-- Problem details --
Can you rewrite the stretch of entries from the line containing "Locate the white bottle" through the last entry, swapping "beige wall" for "tan wall" and leaving everything else as it is? Return only that stretch.

-- Given information --
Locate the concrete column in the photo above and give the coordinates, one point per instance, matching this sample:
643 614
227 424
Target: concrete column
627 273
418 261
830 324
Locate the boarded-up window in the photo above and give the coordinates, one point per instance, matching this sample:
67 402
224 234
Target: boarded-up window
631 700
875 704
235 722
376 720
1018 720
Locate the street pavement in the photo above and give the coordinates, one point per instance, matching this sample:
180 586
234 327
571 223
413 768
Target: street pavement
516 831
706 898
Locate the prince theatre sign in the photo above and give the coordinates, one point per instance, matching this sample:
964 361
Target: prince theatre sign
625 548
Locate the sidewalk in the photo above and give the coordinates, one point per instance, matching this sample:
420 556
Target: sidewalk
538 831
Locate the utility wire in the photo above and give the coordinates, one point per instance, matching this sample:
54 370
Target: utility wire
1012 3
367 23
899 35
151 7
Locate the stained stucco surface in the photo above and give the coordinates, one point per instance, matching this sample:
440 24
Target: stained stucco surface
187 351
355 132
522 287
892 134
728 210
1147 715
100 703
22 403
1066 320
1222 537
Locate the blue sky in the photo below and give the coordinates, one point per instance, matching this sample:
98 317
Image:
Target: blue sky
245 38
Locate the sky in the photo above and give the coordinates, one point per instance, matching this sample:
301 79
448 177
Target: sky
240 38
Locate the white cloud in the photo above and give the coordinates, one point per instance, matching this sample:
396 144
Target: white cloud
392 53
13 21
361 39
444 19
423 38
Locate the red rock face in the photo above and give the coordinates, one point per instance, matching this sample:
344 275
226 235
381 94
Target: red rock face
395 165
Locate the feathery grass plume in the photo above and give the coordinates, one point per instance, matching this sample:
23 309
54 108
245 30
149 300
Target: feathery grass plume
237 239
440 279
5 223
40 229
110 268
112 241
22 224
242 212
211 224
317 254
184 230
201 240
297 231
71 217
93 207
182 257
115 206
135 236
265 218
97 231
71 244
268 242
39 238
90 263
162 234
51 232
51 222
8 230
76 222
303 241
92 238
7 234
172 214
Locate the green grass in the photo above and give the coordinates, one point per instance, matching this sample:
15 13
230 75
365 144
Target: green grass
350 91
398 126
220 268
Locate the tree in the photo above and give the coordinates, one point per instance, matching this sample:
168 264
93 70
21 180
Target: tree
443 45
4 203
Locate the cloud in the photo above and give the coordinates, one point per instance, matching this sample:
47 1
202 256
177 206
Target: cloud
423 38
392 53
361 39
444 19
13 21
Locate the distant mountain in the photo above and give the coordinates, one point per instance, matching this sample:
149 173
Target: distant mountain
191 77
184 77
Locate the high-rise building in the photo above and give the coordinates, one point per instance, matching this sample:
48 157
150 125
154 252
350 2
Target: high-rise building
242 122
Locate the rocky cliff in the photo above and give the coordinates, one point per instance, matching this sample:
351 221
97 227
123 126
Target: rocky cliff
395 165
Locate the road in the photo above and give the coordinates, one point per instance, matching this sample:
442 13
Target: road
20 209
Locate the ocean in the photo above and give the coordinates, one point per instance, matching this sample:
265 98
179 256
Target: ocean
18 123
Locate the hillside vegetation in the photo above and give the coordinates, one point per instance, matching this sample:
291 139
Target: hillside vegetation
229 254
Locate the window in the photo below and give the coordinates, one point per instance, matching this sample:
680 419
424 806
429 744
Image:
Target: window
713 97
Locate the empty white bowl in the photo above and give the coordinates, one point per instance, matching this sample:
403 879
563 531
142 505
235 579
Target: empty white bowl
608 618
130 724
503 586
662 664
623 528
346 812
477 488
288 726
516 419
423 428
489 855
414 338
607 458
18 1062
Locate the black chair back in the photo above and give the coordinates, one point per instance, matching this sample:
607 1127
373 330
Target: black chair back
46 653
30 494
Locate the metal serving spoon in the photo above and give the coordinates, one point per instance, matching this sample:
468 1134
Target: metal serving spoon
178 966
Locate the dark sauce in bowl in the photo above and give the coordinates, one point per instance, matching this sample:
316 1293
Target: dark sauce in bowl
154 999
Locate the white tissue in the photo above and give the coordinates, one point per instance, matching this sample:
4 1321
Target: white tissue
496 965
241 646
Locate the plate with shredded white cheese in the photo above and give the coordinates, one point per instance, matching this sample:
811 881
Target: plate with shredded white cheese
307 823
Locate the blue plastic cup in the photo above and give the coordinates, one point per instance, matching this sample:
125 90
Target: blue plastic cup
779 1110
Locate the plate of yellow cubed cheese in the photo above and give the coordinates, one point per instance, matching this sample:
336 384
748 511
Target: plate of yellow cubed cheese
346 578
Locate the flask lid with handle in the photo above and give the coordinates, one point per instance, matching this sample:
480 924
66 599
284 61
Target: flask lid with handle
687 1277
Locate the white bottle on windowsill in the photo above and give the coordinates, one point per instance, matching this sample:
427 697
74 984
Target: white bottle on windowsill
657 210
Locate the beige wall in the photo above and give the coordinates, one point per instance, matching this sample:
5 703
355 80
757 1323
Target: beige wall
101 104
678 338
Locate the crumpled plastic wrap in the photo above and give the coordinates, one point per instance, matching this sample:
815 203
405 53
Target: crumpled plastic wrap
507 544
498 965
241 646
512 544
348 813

-- Output of the exercise --
Locate the white bottle on windowsill in the photo above and give the coordinates, one point per instance, matching this sample:
427 697
74 984
Target: white bottle on windowsill
657 210
Locate the tan wall in the photo above and give the coordinates, one point per instance, matching this sample:
5 703
355 80
757 1323
Target: tan wall
101 104
678 338
Locate the crumpled plastic wrap in the photo above and give the coordinates, one point per instance, matching this sample:
815 203
405 53
Target: crumpled plastic wrap
507 544
498 965
241 646
512 544
348 813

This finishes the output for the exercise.